• Required task: Could you convert the records below into a two-column CSV with the headers "query" and "response", one row per record? Put each field in double quotes and replace any line breaks with spaces.

::: The records

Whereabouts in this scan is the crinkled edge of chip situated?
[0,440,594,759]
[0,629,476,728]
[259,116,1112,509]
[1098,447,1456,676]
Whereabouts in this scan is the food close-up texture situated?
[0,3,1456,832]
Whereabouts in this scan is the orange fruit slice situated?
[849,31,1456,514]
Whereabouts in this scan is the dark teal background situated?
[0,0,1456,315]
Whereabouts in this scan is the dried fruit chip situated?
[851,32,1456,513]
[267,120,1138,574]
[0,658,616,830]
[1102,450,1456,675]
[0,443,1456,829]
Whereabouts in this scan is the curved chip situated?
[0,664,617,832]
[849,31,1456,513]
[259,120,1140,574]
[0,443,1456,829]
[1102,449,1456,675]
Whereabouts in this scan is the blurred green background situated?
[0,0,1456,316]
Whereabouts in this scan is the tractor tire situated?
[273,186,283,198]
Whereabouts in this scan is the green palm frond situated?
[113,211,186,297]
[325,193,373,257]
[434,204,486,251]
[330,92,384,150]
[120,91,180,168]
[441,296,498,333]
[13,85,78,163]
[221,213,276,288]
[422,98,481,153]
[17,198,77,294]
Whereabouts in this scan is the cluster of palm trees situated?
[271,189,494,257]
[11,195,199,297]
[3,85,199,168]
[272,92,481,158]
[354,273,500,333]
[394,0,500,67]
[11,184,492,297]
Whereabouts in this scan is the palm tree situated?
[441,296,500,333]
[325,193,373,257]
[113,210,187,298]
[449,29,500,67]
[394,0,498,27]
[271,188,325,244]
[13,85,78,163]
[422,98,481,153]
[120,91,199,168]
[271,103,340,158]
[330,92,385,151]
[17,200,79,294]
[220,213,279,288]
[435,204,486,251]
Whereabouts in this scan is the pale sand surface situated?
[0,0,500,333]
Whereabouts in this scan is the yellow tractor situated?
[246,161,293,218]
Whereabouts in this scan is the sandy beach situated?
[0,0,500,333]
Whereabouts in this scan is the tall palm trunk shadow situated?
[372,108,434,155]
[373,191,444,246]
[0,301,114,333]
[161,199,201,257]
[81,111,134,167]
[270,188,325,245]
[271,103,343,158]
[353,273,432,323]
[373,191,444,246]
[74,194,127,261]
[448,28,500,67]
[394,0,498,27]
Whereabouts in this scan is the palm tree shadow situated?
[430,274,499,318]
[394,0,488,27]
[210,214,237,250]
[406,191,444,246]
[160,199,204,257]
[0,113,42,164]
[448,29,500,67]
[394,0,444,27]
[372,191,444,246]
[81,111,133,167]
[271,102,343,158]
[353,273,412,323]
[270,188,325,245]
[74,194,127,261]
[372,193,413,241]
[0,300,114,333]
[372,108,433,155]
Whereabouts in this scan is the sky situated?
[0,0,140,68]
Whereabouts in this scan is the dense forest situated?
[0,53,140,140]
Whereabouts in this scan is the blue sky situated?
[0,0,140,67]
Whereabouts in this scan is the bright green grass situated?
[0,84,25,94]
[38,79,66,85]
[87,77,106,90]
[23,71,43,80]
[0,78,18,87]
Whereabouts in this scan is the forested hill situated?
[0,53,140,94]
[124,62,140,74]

::::::

• Result below:
query,response
"Whereabouts in this scan is the crinkled edge of chip situated?","[0,440,594,759] [0,629,476,728] [259,116,1112,509] [1098,447,1456,676]"
"Whereabouts in this scan is the food close-up texture situated?","[0,3,1456,832]"
"Whereabouts in this scan is the orange fruit slice situated?","[849,31,1456,514]"
"Whereabouts in this scan is the dark teal background situated?","[0,0,1456,315]"
"Whereabouts in this scan is the dried fruit chip situated?","[851,32,1456,513] [267,120,1138,574] [0,658,616,830] [1102,450,1456,675] [0,443,1456,829]"
"Whereabouts in this scan is the curved chip situated?","[0,664,617,832] [849,31,1456,513] [259,120,1140,574] [0,443,1456,829] [1102,449,1456,675]"
"Whereabouts in this scan is the blurred green background situated?","[0,0,1456,316]"
"Whereabouts in this scan is the tractor tire situated?","[273,186,283,198]"
"Whereabouts in this scan is the green palm frond situated?","[113,211,186,297] [325,193,373,257] [434,204,486,251] [330,92,384,150] [120,91,180,168] [441,296,498,333] [13,85,78,163] [221,213,276,288] [422,98,481,153] [17,198,77,294]"
"Whereabouts in this scan is the cluster of palm trees situated?","[271,189,494,257] [11,195,199,297] [3,85,199,168] [272,92,481,158] [354,273,500,333] [394,0,500,67] [11,184,492,297]"
"Whereabouts in this scan is the palm tree situated?","[441,296,500,333] [325,193,373,257] [113,210,187,298] [449,29,500,67] [394,0,498,27] [271,188,325,244] [13,85,78,163] [422,98,481,153] [120,91,199,168] [271,103,340,158] [330,92,385,151] [17,200,79,294] [220,213,279,288] [435,204,486,251]"
"Whereabouts in this scan is the pale sand surface situated?","[0,0,500,333]"
"Whereabouts in this scan is the yellow tractor situated?","[246,161,293,218]"
"Whereabouts in this scan is the sandy beach situated?","[0,0,500,333]"
"Whereabouts in this scan is the tall palm trunk shadow situated?","[372,108,434,155] [373,191,444,246] [0,301,114,333] [161,199,201,257] [81,111,134,167] [270,188,325,245] [271,103,343,158] [353,273,432,323] [373,191,444,246] [74,194,127,261] [448,28,500,67] [394,0,498,27]"
"Whereabouts in this scan is the palm tree shadow situated?","[430,274,499,318] [394,0,488,27] [210,214,237,250] [406,191,444,246] [160,199,204,257] [0,113,42,164] [448,29,500,67] [394,0,444,27] [372,191,444,246] [81,111,133,167] [271,102,343,158] [353,273,412,323] [270,188,325,245] [74,194,127,261] [372,193,413,241] [0,300,114,333] [372,108,433,155]"
"Whereabouts in this scan is the sky situated?","[0,0,140,68]"
"Whereabouts in this scan is the dense forest situated?","[0,53,140,140]"
"Whereabouts in this scan is the blue sky situated?","[0,0,140,67]"
"Whereabouts in this scan is the bright green grass situated?","[0,84,25,94] [38,79,66,85] [87,77,106,90] [23,71,43,80] [0,78,18,87]"
"Whereabouts in this scan is the forested hill situated?","[0,53,140,94] [124,62,140,74]"